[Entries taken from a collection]
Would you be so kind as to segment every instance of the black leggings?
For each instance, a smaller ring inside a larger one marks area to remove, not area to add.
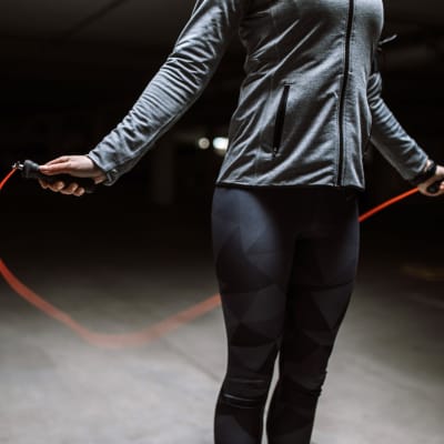
[[[356,272],[356,196],[219,186],[212,229],[229,345],[215,444],[261,443],[278,353],[269,444],[309,444]]]

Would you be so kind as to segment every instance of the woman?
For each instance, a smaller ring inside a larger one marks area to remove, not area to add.
[[[381,0],[198,0],[123,121],[88,155],[41,168],[114,183],[198,99],[240,33],[245,79],[212,210],[229,340],[216,444],[261,443],[278,353],[269,443],[310,443],[355,276],[367,142],[424,194],[444,178],[381,98],[372,62],[382,27]],[[83,193],[75,183],[42,186]]]

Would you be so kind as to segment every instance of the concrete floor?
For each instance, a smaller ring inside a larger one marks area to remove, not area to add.
[[[19,219],[33,231],[11,220],[0,255],[91,330],[139,330],[216,292],[205,216]],[[433,239],[363,228],[317,444],[444,443],[444,261]],[[224,366],[219,309],[150,344],[103,350],[0,282],[1,444],[210,444]]]

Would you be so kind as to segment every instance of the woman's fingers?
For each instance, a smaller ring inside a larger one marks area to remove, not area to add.
[[[427,191],[427,188],[430,185],[434,184],[435,182],[438,182],[438,181],[441,181],[438,191],[436,193],[430,193]],[[428,196],[432,196],[432,198],[436,198],[438,195],[443,195],[444,194],[444,168],[438,165],[436,168],[435,175],[433,178],[428,179],[427,181],[425,181],[424,183],[421,183],[418,189],[420,189],[422,194],[428,195]]]
[[[60,190],[62,194],[75,194],[75,191],[79,189],[79,184],[75,182],[70,183],[68,186],[64,186]]]

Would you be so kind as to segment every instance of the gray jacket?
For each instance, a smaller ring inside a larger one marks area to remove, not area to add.
[[[198,0],[172,53],[88,155],[112,184],[199,98],[231,38],[246,51],[218,183],[364,188],[371,141],[405,179],[427,155],[372,72],[382,0]]]

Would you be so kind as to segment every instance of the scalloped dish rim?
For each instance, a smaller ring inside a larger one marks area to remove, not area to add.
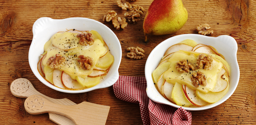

● **Written exercise**: Quote all of the data above word for word, leaving out the pictures.

● **Answer to this problem**:
Would you be so kind as to segment every instance of the black leggings?
For each instance, a smaller ring inside a larger one marks area to remove, not area to add.
[[[356,272],[356,196],[219,186],[212,229],[229,345],[215,444],[261,443],[278,353],[269,444],[309,444]]]

Would you be so kind as to segment every instance of the woman?
For each instance, a smaller ring inside a larger one marks area to remove, not area to add.
[[[381,0],[198,0],[123,121],[88,155],[41,168],[114,183],[198,99],[240,33],[245,79],[212,210],[229,340],[216,444],[261,443],[278,353],[269,443],[310,443],[355,276],[367,142],[424,194],[444,178],[381,98],[372,62],[382,27]],[[83,193],[75,183],[42,186]]]

Would you be so kind as to segment every instance of the concrete floor?
For each instance, a smaller ring inside a larger one marks area to remove, not area to add.
[[[19,219],[33,231],[11,220],[0,255],[91,330],[139,330],[216,292],[205,216]],[[433,239],[363,228],[317,444],[444,443],[444,261]],[[224,366],[219,309],[150,344],[103,350],[0,282],[1,444],[210,444]]]

Would you be so kind as to segment every instance of the woman's fingers?
For each instance, a smaller ring inside a larger one marks area to remove, not area to add.
[[[427,191],[427,188],[430,185],[434,184],[435,182],[438,182],[438,181],[441,181],[438,191],[436,193],[430,193]],[[428,196],[432,196],[432,198],[436,198],[438,195],[443,195],[444,194],[444,168],[438,165],[436,168],[435,175],[433,178],[428,179],[427,181],[425,181],[424,183],[421,183],[418,189],[420,189],[422,194],[428,195]]]
[[[60,190],[62,194],[75,194],[75,191],[79,189],[79,184],[75,182],[70,183],[68,186],[64,186]]]

Would you be so kind as to segment every instance of the gray jacket?
For each instance, a smaller ring inside a larger one marks area to remove, not area to add.
[[[198,0],[172,53],[88,155],[112,184],[199,98],[231,38],[246,51],[218,183],[364,188],[371,141],[405,179],[427,155],[372,72],[382,0]]]

Would you be so kind as to segment every instance of the scalloped dish rim?
For each instance, a smaller ring inside a larger one marks area to remove, not area to add.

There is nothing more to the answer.